**Selected excerpt:**
▼

"I am one of those who do not believe the national debt is a national blessing...it is calculated to raise around the administration a moneyed aristocracy dangerous to the liberties of the country."
—Andrew Jackson, letter, April 26, 1824
Tuesday, January 19, 2010
Whuz Up Out There?
U.S. stocks helped by health-care sectoris the headline on Marketwatch. "The rally in health-care stocks came as voters headed to the ballot box in a surprisingly tight race to replace the late Edward Kennedy. Democrats would lose their filibuster-proof, 60-seat majority in the U.S. Senate if Republican candidate Scott Brown wins. That could pave the way for legislative compromises that could defer more to the private sector. Read more about the contentious race." I'm sure you all know all about that now, but it deserves to be rehashed as this is a HUGE event. The irony that the bill that Sen Kennedy wanted so bad would be destroyed from his seat. Something tells me the HC stocks will win either way as we really have not other options and this administration (nor any other) is going to do anything to curb the cost of medical care. There is simply too much money in the business and they'll keep our faithful representatives stoked with cash to ensure nothing changes. The peripherals surrounding this election are enormous and what gets slammed thru congress in the next week may have your head spinning (Bernanke re-appointment?).
Why do I believe there will be a big P3? Cause what we have sewn will come to roost and the ensuing cover-up has only made issues worse and is simply delaying the inevitable. Oh, The Truth Is The Banks Are Insolvent? (Still) from the Market Ticker states, "The bottom line? The banks are still insolvent, Treasury is still lying, the banks are still refusing to recognize losses that have already happened as a direct consequence of their intentional and outrageous conduct and all of this together will prevent any meaningful recovery the broader economy from taking hold." I can not agree more and thus the next Japan we will be. When QE is done, the jobless rate remains constant, the consumer savings rate spikes, the accounting fraud ends, taxes are raised across the board, how the heck are we gonna recover?
The Pragmatic Capitalist found a doozie that I liked.GURU OUTLOOK: FELIX ZULAUF & THE SECULAR BEAR MARKET it is always a pleasure when you find a "guru" that agrees with your opinion. “we are in the early stages of a deleveraging process, which is marked by a shift from maximizing profits to minimizing debt. It is a multiyear process. The U.S. consumer is in bad shape, and the U.K. consumer is even worse.”You go Felix!
FT has a good post on How the big banks rigged the market. "The next stage must be scrutiny of the structural distortions that allow these institutions to rack up such huge profits. Broadly speaking, the leading players in at least three areas of investment banking – wholesale markets, underwriting and mergers and acquisitions – have been operating natural oligopolies." Control, control, control OF EVERYTHING. Lehman was whacked and the smaller competition is being weeded out. I would not be surprised to see them busted up in the future (if and only if we get some sort of honest representation). Until then, I believe it has been proven beyond any doubt that they run the show.

▲

**Work required:** In the blog post, change "investment banking" to "commercial banking" and give the stretch from "FT has a good" through "run the show." again with that change.

Stored records:
▼

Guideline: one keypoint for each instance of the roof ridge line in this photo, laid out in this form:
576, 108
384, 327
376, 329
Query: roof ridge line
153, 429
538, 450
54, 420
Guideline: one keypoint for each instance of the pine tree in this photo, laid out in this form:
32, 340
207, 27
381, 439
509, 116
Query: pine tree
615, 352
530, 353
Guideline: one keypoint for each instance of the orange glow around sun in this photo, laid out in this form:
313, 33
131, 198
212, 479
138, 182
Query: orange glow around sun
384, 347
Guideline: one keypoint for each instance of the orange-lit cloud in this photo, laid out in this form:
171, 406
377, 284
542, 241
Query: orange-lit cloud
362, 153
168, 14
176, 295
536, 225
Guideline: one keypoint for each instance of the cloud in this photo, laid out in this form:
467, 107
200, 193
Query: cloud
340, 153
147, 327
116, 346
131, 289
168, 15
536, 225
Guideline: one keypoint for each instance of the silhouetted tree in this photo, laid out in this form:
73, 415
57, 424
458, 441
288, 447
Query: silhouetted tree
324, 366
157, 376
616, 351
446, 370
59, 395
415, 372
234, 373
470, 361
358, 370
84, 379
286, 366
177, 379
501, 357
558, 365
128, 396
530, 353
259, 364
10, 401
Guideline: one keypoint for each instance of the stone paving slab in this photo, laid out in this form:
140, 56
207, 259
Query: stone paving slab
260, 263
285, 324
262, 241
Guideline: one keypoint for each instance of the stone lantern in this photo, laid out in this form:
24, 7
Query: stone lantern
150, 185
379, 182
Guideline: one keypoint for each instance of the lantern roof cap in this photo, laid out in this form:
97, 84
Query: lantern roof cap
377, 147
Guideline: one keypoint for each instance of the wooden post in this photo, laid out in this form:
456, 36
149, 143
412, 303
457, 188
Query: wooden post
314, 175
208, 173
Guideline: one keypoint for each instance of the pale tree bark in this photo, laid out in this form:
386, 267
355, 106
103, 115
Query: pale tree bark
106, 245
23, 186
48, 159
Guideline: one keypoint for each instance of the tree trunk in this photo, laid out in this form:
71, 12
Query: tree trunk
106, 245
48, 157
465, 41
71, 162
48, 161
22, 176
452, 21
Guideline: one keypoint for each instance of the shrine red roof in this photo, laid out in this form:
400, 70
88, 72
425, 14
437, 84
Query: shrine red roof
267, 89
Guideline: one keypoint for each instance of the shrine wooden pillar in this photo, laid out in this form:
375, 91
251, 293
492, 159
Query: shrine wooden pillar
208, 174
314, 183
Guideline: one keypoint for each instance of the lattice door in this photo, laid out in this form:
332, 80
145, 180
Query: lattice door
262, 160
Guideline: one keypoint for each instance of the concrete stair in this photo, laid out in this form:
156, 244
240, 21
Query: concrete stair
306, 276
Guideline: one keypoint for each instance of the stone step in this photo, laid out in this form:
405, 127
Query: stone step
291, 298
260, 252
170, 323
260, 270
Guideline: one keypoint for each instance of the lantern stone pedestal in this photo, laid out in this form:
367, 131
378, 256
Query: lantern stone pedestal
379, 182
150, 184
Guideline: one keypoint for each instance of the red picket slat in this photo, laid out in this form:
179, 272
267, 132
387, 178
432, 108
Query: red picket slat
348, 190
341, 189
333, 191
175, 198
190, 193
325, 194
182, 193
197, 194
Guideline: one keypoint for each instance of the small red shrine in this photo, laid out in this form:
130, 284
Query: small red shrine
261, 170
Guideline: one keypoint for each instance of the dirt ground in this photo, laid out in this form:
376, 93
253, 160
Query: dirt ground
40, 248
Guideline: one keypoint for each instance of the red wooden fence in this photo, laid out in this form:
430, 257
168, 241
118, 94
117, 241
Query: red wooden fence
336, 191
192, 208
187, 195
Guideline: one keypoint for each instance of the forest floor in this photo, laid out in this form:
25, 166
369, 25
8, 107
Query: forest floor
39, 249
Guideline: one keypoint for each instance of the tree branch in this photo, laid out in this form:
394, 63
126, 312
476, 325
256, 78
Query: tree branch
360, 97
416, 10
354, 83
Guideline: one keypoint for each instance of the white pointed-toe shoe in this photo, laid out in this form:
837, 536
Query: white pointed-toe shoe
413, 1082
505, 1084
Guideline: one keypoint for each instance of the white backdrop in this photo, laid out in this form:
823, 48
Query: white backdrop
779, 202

▲

**Answer to the problem:**
FT has a good post on How the big banks rigged the market. "The next stage must be scrutiny of the structural distortions that allow these institutions to rack up such huge profits. Broadly speaking, the leading players in at least three areas of commercial banking – wholesale markets, underwriting and mergers and acquisitions – have been operating natural oligopolies." Control, control, control OF EVERYTHING. Lehman was whacked and the smaller competition is being weeded out. I would not be surprised to see them busted up in the future (if and only if we get some sort of honest representation). Until then, I believe it has been proven beyond any doubt that they run the show.